** Start GIVEN ENTRIES **

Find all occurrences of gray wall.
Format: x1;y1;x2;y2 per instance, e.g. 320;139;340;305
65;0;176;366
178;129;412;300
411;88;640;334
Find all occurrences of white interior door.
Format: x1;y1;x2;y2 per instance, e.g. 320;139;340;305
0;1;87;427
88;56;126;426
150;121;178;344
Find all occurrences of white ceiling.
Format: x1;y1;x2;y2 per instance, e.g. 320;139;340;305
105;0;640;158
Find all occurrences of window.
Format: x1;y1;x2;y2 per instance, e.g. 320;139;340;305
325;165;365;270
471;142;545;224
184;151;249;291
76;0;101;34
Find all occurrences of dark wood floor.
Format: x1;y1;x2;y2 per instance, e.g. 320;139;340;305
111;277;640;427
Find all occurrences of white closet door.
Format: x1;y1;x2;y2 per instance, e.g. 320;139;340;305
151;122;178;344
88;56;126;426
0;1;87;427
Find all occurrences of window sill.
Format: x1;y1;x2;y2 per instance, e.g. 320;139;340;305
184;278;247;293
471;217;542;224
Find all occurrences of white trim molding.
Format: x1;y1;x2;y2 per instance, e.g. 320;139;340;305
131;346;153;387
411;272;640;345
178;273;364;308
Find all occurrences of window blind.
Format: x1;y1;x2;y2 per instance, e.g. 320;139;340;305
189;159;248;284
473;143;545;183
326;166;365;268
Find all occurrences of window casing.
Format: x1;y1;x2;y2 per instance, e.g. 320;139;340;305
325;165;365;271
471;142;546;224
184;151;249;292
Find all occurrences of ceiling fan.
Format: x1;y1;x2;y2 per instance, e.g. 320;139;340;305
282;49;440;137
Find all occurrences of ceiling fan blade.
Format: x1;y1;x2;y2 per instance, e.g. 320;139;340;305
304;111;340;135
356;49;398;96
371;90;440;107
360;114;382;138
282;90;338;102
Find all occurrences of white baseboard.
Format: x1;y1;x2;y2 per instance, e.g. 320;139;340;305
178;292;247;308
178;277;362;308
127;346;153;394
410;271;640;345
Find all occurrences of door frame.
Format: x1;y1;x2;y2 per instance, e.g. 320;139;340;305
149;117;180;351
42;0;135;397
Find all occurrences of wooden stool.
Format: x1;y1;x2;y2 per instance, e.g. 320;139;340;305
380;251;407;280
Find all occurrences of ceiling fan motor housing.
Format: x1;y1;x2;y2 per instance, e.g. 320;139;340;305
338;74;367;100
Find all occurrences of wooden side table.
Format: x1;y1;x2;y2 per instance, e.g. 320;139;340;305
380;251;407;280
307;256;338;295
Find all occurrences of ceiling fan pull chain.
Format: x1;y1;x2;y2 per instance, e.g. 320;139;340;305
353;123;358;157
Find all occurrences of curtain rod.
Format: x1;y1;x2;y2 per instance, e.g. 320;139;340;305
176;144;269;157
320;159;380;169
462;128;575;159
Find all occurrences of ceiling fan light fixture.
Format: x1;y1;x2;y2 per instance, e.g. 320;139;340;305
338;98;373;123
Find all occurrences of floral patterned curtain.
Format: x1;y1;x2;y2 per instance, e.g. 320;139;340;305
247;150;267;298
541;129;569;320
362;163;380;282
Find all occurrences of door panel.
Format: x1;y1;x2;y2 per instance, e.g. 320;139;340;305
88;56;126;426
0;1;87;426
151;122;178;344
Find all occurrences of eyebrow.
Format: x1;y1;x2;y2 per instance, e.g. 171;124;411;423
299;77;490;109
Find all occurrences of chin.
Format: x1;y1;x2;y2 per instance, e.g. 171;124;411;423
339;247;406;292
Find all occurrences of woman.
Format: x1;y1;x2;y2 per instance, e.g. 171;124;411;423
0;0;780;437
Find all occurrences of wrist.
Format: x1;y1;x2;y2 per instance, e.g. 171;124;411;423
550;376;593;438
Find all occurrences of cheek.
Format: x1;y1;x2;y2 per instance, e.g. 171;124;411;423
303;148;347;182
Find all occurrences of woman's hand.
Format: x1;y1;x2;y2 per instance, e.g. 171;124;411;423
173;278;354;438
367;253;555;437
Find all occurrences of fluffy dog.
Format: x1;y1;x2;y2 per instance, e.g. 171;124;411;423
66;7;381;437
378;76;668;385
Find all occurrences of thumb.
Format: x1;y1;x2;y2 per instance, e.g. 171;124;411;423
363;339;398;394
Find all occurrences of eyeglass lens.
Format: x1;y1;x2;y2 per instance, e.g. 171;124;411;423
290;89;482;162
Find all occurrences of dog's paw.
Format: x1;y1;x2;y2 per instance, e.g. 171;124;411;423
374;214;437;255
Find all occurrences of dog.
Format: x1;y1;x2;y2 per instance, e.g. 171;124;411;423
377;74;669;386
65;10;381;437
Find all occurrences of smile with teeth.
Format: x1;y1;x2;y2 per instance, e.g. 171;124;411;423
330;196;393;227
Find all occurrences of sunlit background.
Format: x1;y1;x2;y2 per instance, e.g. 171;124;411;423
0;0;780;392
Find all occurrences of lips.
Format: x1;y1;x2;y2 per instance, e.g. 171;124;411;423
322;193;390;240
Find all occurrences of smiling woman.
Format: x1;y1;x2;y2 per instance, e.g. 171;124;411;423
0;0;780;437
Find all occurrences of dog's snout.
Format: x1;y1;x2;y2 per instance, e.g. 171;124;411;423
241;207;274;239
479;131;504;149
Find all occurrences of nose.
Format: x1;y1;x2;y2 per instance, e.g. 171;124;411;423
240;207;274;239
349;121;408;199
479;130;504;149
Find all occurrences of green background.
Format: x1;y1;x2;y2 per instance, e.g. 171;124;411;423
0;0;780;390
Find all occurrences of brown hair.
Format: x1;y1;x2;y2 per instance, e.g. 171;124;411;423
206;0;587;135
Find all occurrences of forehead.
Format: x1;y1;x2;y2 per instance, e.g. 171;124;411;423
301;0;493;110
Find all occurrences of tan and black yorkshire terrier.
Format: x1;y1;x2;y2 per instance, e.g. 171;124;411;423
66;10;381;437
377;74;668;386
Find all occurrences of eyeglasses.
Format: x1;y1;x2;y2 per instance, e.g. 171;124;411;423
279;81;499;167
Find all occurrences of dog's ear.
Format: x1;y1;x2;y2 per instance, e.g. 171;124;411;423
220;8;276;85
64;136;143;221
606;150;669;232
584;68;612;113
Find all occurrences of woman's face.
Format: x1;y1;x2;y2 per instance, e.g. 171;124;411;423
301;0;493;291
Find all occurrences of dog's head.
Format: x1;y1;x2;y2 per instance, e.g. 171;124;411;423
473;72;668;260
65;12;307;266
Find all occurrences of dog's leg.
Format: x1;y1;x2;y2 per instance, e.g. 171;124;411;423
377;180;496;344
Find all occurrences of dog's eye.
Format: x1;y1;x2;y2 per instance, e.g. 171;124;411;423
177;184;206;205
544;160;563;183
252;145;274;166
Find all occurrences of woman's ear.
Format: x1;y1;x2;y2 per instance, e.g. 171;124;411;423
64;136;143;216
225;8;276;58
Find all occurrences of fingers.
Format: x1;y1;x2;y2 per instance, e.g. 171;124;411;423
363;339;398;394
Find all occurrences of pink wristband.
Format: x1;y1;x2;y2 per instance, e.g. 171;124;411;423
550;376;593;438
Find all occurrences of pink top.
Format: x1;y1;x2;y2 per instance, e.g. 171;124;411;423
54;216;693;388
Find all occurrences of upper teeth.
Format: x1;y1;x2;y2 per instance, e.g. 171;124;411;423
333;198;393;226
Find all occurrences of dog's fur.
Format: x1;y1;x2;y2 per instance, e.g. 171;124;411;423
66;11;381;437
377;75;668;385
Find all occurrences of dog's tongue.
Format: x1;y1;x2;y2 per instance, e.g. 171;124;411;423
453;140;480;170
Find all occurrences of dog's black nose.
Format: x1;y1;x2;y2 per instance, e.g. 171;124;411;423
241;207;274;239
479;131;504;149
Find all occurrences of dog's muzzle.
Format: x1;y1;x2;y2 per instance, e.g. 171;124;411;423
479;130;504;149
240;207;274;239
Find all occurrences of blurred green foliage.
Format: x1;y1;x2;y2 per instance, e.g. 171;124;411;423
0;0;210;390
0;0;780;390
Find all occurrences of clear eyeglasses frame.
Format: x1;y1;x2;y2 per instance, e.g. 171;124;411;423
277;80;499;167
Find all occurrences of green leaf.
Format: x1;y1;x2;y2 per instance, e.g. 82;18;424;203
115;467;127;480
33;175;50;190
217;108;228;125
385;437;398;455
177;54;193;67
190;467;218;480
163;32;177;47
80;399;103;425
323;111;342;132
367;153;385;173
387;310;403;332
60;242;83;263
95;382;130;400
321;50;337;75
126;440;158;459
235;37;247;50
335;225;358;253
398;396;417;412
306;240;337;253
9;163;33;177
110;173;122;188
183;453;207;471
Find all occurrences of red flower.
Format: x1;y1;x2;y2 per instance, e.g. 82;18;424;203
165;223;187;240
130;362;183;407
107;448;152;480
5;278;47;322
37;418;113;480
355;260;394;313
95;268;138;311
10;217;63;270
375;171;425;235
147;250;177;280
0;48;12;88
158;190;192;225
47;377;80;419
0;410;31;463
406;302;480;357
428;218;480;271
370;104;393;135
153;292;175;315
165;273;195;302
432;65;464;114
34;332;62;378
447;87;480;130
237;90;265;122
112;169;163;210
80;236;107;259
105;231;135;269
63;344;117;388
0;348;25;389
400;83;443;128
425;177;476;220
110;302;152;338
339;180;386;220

** End GIVEN ENTRIES **

■ WHAT YOU NEED TO DO
Can you convert the material, from the line containing "Find all occurrences of dog's paw." through the line containing "0;0;780;392", into a Markdown table with the columns Row and Material line? Give each line its own numbered row and leave out any blank lines.

■ RESPONSE
| Row | Material line |
|---|---|
| 1 | Find all occurrences of dog's paw. |
| 2 | Format: x1;y1;x2;y2 per instance, e.g. 171;124;411;423 |
| 3 | 374;214;437;255 |
| 4 | Find all occurrences of dog. |
| 5 | Format: x1;y1;x2;y2 per instance, e.g. 171;124;411;423 |
| 6 | 377;74;669;386 |
| 7 | 65;10;381;437 |
| 8 | Find all occurrences of smile with teeth. |
| 9 | Format: x1;y1;x2;y2 per instance, e.g. 171;124;411;423 |
| 10 | 330;196;393;227 |
| 11 | Find all occurrences of sunlit background. |
| 12 | Format: x1;y1;x2;y2 per instance, e.g. 171;124;411;423 |
| 13 | 0;0;780;392 |